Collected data
::::::

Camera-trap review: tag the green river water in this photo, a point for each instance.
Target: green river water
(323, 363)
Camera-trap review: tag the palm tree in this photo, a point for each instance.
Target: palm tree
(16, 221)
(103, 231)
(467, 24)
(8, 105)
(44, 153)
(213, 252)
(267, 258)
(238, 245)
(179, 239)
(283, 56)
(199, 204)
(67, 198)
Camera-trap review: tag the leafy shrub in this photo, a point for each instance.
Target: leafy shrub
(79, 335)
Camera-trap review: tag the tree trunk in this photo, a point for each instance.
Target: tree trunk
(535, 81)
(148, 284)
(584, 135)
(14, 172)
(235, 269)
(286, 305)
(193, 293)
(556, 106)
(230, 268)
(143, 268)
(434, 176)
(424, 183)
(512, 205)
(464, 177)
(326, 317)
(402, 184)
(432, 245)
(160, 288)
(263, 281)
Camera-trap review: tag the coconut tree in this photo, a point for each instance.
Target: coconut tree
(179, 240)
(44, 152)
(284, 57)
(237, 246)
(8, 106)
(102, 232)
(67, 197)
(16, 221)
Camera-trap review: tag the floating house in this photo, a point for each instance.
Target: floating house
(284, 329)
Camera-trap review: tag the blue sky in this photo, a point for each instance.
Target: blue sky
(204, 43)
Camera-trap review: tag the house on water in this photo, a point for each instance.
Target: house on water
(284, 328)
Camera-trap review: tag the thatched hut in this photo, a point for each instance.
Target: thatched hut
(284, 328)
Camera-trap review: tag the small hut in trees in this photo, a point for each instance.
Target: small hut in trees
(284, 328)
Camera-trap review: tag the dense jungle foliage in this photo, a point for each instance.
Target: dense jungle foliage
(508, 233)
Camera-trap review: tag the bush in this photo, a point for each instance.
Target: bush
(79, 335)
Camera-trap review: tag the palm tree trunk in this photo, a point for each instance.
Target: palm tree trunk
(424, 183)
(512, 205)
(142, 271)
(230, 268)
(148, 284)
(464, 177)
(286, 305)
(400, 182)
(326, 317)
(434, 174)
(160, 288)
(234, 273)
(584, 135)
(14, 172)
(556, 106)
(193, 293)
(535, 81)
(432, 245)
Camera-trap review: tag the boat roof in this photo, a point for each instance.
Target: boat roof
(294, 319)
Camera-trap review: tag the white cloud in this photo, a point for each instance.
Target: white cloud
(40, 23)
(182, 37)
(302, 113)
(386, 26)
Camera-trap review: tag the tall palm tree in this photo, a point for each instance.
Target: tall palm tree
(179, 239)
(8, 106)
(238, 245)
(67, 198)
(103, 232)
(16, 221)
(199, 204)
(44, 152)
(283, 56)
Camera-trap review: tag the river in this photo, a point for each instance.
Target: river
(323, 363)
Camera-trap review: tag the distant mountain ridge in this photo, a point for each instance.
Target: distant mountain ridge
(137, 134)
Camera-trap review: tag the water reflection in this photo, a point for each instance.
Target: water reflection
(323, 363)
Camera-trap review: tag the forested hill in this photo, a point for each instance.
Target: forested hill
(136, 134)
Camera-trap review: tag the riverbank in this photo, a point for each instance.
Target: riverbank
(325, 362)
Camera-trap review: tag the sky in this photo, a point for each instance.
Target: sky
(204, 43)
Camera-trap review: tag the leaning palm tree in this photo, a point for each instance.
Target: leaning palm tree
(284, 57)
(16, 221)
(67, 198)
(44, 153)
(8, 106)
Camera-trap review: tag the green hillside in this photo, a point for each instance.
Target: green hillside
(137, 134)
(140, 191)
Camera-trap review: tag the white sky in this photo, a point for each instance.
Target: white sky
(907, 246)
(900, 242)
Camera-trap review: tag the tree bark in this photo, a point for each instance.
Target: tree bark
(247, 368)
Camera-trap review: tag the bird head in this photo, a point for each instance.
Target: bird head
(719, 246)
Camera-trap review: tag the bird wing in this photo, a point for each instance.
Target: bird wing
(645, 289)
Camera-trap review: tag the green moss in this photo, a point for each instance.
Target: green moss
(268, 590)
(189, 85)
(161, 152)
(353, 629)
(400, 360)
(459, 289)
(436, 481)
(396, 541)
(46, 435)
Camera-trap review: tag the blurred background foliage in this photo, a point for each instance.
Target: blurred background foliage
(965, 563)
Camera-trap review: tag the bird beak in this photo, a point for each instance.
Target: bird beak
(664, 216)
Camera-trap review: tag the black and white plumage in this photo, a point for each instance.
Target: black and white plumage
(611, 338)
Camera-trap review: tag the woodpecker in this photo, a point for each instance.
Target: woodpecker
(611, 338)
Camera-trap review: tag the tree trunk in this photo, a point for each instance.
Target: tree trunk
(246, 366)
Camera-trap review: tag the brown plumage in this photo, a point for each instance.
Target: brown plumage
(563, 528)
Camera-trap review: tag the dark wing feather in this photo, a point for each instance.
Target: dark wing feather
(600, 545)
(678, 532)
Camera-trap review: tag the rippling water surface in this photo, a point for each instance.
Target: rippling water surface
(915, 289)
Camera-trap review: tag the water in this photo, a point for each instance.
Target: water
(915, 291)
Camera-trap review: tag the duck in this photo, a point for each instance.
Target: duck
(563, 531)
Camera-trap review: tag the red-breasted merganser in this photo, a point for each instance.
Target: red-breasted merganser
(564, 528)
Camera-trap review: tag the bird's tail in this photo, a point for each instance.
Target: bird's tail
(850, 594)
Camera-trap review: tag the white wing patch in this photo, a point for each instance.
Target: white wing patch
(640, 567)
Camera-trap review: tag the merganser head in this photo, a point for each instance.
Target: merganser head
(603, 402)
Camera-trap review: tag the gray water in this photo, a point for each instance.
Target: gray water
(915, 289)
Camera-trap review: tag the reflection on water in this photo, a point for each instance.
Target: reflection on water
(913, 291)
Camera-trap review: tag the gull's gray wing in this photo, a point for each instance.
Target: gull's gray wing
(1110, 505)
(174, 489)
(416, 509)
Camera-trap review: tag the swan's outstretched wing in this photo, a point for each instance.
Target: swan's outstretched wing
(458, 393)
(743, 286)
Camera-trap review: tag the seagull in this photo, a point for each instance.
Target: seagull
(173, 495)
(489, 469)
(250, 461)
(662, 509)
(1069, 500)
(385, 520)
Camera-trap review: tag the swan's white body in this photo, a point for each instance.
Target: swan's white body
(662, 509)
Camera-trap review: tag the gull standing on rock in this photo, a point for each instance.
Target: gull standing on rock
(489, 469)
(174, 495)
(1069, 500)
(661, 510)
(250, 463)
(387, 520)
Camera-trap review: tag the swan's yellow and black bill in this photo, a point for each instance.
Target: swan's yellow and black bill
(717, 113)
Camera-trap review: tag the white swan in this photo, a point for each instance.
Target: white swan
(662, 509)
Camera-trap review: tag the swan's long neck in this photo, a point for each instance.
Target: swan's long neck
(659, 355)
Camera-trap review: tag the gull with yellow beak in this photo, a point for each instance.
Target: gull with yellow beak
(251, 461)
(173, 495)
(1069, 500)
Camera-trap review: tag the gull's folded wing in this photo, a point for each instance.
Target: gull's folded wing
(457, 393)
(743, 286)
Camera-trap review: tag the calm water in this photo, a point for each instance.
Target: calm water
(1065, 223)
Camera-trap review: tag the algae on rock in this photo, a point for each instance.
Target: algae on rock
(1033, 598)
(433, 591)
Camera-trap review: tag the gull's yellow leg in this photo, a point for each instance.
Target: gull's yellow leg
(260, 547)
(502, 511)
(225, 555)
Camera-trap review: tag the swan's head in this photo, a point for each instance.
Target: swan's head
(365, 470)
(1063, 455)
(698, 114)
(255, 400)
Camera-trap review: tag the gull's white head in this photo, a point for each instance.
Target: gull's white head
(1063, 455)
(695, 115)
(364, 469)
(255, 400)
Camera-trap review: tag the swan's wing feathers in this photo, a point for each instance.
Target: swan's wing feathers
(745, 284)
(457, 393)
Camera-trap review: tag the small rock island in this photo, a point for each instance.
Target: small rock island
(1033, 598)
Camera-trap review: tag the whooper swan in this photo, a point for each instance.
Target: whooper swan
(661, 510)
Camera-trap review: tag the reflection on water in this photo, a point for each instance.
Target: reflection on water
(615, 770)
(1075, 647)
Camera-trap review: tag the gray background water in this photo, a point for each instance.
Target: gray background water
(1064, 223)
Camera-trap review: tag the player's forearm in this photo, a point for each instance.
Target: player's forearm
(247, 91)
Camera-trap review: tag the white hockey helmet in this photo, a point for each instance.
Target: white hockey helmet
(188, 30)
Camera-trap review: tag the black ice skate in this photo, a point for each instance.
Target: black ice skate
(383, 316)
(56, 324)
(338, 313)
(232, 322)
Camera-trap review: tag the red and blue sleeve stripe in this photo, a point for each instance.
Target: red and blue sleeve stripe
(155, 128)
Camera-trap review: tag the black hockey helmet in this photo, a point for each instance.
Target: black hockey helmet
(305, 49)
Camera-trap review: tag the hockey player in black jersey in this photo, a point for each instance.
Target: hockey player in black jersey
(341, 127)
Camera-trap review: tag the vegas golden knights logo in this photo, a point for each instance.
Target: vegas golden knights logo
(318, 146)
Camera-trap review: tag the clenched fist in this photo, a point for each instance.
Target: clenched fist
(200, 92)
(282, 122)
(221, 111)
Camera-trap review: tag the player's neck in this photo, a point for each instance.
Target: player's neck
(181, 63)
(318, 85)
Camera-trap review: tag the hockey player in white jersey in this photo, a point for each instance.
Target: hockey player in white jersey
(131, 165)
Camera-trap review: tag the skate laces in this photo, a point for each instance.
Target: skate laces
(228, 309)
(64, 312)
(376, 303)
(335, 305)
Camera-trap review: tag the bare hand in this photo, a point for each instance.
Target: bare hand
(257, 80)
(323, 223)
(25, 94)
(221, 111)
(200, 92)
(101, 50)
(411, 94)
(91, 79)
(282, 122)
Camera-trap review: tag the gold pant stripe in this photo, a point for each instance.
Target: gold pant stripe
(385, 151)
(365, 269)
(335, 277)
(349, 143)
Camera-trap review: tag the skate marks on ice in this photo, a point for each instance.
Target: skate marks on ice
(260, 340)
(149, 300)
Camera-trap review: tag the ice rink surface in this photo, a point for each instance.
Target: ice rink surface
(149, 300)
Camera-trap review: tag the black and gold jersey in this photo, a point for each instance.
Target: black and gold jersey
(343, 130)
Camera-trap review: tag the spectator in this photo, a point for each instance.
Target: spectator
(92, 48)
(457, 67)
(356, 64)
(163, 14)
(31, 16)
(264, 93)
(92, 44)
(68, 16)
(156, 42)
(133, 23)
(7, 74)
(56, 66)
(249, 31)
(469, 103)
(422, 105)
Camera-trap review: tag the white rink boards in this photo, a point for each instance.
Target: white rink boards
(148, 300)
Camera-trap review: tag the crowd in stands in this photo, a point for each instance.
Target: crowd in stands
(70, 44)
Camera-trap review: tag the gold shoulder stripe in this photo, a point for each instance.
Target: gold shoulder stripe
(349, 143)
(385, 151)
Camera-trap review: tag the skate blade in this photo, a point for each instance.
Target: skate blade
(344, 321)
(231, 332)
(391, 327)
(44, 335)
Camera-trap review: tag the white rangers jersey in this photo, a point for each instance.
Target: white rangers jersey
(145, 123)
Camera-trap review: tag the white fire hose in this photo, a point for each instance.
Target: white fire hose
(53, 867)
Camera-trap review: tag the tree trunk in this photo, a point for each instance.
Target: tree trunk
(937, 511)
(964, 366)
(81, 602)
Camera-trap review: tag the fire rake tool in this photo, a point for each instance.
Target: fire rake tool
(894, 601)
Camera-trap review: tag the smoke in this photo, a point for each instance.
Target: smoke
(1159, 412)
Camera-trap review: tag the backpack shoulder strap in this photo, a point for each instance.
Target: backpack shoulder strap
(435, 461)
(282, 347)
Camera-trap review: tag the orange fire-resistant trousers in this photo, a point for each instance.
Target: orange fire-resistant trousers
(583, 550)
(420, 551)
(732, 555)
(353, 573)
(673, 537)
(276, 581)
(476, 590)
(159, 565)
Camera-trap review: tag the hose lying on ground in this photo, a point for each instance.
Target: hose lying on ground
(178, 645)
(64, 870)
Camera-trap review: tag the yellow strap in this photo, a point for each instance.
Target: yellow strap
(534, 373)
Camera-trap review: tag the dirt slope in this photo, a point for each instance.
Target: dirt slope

::::::

▶ _WHAT THIS TASK INVOLVES_: Please transcribe exactly the lines above from the line that has "Target: bird's tail" up to and including the line that has "Camera-trap review: tag the gull's yellow"; no other line belongs in the answer.

▶ _ANSWER AREA_:
Target: bird's tail
(850, 594)
Camera-trap review: tag the white wing patch in this photo, a point for each instance.
Target: white wing patch
(640, 567)
Camera-trap review: tag the merganser head in this photo, a point for each instance.
Target: merganser head
(603, 402)
Camera-trap review: tag the gray water in this photo, a point for each instance.
Target: gray water
(915, 289)
Camera-trap review: tag the reflection on water in this photo, a point for each instance.
Target: reflection on water
(913, 291)
Camera-trap review: tag the gull's gray wing in this photo, a point for each instance.
Target: gull's gray wing
(1110, 505)
(174, 489)
(416, 509)
Camera-trap review: tag the swan's outstretched wing in this photo, a point for each instance.
Target: swan's outstretched wing
(458, 393)
(743, 286)
Camera-trap review: tag the seagull in this photo, a point for each instance.
Target: seagull
(173, 495)
(489, 469)
(250, 461)
(662, 509)
(1069, 500)
(385, 520)
Camera-trap review: tag the swan's white body in this photo, a point for each instance.
Target: swan's white body
(662, 509)
Camera-trap review: tag the gull standing on rock in this photo, a point for each instance.
Target: gull standing on rock
(489, 469)
(174, 495)
(1069, 500)
(661, 510)
(250, 463)
(387, 520)
Camera-trap review: tag the swan's yellow and black bill in this photo, a point for each instance.
Target: swan's yellow and black bill
(717, 113)
Camera-trap review: tag the white swan in this photo, a point for each instance.
Target: white swan
(662, 509)
Camera-trap review: tag the swan's long neck in this photo, a point for each instance.
Target: swan's long neck
(659, 355)
Camera-trap review: tag the gull with yellow beak in this photo, a point for each instance.
Target: gull with yellow beak
(251, 461)
(173, 495)
(1069, 500)
Camera-trap review: tag the gull's folded wing in this photo, a point for each instance.
Target: gull's folded wing
(457, 393)
(743, 286)
Camera-trap review: tag the calm water in this photo, a point for each instance.
Target: calm water
(1065, 223)
Camera-trap review: tag the algae on rock in this photo, a point for each instance.
Target: algae on rock
(1033, 598)
(433, 591)
Camera-trap review: tag the gull's yellow leg in this photo, a point for each instance.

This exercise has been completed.